§ **Work required**:
Can you reproduce the data beneath, keeping every line exact?

§ **Available data**:
::::

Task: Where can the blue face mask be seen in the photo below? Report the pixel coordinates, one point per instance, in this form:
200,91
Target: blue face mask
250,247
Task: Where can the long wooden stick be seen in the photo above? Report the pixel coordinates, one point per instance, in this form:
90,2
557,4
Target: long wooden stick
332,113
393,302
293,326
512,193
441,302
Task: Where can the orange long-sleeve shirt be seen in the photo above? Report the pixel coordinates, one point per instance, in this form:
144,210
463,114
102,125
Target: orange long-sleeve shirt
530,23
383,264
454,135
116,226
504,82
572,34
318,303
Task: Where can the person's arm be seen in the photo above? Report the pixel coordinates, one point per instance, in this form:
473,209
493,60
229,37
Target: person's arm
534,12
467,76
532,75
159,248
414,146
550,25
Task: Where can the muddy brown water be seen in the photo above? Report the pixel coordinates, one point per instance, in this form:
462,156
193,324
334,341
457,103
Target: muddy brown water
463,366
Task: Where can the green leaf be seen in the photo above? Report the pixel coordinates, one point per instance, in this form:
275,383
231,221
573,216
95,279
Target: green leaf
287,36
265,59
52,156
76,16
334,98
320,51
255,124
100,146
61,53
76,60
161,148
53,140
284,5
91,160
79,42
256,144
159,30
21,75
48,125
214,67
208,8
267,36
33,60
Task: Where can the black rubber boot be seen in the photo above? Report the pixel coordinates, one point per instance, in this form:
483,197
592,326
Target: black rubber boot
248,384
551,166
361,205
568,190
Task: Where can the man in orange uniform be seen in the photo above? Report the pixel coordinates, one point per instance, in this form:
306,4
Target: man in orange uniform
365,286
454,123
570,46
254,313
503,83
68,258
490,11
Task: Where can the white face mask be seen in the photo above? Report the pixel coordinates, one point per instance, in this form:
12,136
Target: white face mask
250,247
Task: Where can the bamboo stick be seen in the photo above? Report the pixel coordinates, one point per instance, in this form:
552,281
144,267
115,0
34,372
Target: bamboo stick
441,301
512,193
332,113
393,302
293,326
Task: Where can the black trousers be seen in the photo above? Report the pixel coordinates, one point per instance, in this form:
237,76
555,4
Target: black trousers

::::

§ **Completed exercise**:
Task: Where can the blue face mask be seen in the photo below? Report the pixel coordinates, one point per instance, in this form:
200,91
Target: blue face mask
250,247
Task: Where can the long wooden stick be seen in the photo above? Report the pixel coordinates, one point per instance, in this form:
90,2
557,4
Target: long wooden stick
332,113
393,302
293,326
512,193
441,302
Task: Where can the orange long-sleeve shirt be seen in the photo above? Report the pixel coordinates, one point per instance, in this form:
144,210
463,114
102,125
Target: orange long-sleeve shirt
530,23
383,264
454,135
116,226
504,82
572,34
318,303
Task: Where can the person's arm be seen in the photo above? Report the pixel coordinates, one point per instance, in this form:
473,209
493,60
229,37
Target: person's arm
534,12
467,76
532,75
159,248
414,146
550,25
Task: Where can the muddy brown water be seen in the photo above? Report the pixel coordinates, one point per instance, in this form:
462,156
193,324
334,341
457,103
Target: muddy brown water
463,366
Task: Where can the green leaf be seen in the photo above? Report the pixel coordinates, one point per instance, in this form:
275,383
231,221
573,216
95,279
Target: green leaf
287,36
265,59
52,156
76,16
334,98
320,51
255,124
100,146
61,53
76,60
161,148
53,140
284,5
91,160
79,42
256,144
159,30
21,75
48,125
214,67
208,8
267,36
33,60
Task: Where can the black rubber boot be seen in the photo above? Report the pixel coordinates, one point per instance, in this form:
483,197
592,326
Target: black rubber boot
248,384
551,166
361,205
568,190
Task: Where can the man in orange uniform be seen in the photo above? Report the pixel coordinates, one point per instance, in this form:
306,4
Target: man in orange uniform
365,286
454,123
570,46
254,313
503,83
68,258
490,11
Task: Where can the white face mask be seen in the photo above? Report the pixel coordinates, one point per instance, in this form:
12,136
Target: white face mask
250,247
Task: Where can the bamboo stick be seen in the photo above? Report the pixel coordinates, one point per instance, in this form:
552,281
144,267
115,0
34,372
Target: bamboo stick
441,301
512,193
332,113
393,302
293,326
Task: Where can the black trousers be seen in the photo above? Report the pixel coordinates, one point per instance, in this form:
237,76
555,4
Target: black trousers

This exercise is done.